# [WORK TASK]
Copy out, precisely as given, the lines from the line with "Practice: locate the dirt road" to the end of the entries that follow.

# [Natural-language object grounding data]
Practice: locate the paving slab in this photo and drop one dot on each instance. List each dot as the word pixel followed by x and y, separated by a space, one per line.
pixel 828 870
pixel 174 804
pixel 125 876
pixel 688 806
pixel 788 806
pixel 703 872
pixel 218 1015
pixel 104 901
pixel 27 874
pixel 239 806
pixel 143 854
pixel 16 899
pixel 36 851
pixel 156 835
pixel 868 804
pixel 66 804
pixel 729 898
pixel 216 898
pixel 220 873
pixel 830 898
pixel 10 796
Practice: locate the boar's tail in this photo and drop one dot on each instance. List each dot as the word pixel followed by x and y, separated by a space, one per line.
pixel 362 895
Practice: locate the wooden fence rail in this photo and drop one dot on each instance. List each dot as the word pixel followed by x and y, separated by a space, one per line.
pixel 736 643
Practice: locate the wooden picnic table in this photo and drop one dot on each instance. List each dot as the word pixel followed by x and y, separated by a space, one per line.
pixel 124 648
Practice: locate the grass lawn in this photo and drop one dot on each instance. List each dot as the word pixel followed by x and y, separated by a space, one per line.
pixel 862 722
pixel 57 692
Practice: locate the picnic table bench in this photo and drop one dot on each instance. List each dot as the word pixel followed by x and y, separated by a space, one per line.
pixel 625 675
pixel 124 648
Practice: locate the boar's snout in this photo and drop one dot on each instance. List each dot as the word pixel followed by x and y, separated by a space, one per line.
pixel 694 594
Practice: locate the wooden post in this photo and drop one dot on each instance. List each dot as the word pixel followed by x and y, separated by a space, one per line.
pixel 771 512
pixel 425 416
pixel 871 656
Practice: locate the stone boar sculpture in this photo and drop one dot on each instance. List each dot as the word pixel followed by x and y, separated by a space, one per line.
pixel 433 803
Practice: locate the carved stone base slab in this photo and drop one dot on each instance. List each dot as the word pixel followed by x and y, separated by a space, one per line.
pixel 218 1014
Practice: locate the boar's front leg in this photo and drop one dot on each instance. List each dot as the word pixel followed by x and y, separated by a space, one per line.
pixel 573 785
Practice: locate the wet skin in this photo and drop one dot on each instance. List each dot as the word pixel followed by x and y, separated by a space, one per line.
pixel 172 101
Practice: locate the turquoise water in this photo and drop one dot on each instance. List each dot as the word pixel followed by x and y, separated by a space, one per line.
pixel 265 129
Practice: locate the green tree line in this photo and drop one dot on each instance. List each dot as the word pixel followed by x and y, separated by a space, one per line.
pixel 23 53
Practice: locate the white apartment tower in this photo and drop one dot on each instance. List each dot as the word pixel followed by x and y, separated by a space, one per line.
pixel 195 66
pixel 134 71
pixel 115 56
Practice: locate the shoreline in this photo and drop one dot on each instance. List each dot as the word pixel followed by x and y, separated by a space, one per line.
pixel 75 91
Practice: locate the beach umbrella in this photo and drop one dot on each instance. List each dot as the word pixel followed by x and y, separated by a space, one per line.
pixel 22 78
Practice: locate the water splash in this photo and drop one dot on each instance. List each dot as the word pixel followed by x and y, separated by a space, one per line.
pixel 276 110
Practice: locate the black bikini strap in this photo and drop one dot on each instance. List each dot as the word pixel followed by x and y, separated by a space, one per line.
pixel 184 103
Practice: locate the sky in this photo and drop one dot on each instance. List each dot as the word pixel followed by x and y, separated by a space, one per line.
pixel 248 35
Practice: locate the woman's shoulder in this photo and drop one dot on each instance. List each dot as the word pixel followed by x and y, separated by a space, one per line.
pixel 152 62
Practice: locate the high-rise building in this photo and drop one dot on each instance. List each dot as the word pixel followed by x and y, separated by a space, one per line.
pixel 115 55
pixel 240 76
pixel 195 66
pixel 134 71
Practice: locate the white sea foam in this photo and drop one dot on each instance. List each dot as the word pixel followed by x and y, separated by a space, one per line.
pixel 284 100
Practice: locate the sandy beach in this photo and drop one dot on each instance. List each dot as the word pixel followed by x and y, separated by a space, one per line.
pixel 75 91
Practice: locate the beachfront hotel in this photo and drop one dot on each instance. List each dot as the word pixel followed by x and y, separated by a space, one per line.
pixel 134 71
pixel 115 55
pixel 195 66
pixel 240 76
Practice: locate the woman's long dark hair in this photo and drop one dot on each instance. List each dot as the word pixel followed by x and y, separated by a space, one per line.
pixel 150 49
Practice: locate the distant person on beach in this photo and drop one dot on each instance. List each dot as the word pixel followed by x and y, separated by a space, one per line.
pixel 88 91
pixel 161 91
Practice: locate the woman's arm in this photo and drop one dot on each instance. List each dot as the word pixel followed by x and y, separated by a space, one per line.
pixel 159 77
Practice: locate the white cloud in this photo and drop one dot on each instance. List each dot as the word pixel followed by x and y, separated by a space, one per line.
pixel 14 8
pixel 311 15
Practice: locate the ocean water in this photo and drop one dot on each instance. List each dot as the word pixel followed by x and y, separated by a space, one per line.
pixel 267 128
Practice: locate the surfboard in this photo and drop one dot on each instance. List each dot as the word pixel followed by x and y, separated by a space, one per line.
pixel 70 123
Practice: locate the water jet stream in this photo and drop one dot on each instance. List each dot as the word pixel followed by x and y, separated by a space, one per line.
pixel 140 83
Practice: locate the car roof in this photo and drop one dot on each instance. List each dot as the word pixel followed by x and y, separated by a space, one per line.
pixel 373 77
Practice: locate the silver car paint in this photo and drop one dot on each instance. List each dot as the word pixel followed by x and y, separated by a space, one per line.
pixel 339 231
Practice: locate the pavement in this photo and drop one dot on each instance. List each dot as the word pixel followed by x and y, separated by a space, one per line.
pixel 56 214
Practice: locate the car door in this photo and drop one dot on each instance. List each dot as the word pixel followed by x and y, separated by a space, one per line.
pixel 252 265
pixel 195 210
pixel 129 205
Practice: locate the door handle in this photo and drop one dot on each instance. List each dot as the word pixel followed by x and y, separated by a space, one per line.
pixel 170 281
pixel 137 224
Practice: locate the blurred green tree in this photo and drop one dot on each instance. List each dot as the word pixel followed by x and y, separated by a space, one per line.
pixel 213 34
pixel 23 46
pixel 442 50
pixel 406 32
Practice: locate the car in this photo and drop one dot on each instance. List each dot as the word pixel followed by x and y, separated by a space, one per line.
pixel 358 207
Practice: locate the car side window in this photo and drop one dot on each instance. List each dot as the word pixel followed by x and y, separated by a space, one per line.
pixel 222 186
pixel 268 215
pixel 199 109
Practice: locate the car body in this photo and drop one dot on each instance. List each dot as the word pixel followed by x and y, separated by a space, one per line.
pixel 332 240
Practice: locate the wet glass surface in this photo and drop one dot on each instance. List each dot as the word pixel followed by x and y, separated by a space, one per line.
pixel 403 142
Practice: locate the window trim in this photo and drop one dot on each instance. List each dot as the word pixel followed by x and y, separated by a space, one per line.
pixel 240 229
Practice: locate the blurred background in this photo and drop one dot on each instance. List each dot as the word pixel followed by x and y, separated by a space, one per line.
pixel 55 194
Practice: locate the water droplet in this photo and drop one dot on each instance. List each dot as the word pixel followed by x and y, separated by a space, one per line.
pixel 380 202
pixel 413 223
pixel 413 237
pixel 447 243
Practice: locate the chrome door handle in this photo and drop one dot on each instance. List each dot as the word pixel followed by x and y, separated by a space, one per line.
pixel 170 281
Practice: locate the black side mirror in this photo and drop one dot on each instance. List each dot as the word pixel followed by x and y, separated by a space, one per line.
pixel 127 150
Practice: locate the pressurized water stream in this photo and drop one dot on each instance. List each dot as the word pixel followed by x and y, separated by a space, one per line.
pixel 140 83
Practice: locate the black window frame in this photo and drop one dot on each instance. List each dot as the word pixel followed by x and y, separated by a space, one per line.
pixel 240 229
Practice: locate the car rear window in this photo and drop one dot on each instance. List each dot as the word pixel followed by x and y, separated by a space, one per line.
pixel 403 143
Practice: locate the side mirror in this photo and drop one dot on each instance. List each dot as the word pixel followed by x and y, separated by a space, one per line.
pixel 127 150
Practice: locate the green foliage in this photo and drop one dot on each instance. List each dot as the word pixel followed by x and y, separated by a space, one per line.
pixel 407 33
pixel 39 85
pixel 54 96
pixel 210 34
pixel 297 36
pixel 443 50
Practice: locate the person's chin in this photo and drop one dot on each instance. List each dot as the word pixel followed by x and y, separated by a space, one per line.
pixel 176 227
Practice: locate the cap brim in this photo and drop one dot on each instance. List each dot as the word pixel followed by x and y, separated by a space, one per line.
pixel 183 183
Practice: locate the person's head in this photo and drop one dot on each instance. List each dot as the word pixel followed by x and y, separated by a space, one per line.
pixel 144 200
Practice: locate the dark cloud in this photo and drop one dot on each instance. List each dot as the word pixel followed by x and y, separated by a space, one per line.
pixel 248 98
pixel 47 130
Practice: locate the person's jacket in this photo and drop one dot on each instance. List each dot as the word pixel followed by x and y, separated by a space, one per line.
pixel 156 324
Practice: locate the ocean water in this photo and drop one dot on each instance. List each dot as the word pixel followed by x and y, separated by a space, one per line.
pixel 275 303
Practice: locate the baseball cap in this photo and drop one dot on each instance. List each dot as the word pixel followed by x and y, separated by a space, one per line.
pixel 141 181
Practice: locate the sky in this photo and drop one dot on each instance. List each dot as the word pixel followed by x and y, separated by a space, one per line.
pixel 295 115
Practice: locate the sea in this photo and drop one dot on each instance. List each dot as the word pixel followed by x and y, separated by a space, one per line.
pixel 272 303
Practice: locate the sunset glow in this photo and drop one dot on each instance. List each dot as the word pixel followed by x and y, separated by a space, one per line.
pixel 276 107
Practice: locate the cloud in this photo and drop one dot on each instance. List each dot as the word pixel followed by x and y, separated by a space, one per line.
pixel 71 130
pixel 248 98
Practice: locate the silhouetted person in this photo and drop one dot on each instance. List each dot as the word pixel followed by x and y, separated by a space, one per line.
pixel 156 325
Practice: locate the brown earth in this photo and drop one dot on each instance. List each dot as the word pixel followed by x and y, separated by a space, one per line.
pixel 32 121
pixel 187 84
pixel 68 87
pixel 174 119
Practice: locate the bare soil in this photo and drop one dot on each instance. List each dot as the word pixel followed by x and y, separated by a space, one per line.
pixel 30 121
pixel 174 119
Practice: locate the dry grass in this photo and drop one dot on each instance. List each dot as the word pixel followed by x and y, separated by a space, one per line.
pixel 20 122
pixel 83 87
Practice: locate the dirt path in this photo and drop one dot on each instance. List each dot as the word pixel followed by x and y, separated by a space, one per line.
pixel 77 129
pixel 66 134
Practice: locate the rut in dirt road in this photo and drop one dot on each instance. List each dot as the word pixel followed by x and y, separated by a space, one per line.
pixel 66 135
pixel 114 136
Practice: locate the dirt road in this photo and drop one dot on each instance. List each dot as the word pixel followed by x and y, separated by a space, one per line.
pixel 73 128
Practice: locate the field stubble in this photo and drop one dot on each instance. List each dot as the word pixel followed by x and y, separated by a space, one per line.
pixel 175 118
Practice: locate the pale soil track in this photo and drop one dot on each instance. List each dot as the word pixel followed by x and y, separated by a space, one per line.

# [TASK ANSWER]
Practice: locate the dirt road in this photo and drop one dot on each instance. List each dot as the word pixel followed by x and y, separated by a space, one per line.
pixel 73 128
Practice: locate the field stubble in this photo and drop one dot on each instance. List each dot as the word pixel followed by x and y, separated by a space, one per line.
pixel 175 118
Practice: locate the pale soil track in this photo and drop one dot on each instance. List each dot as the word pixel followed by x and y, separated by a space, one per line.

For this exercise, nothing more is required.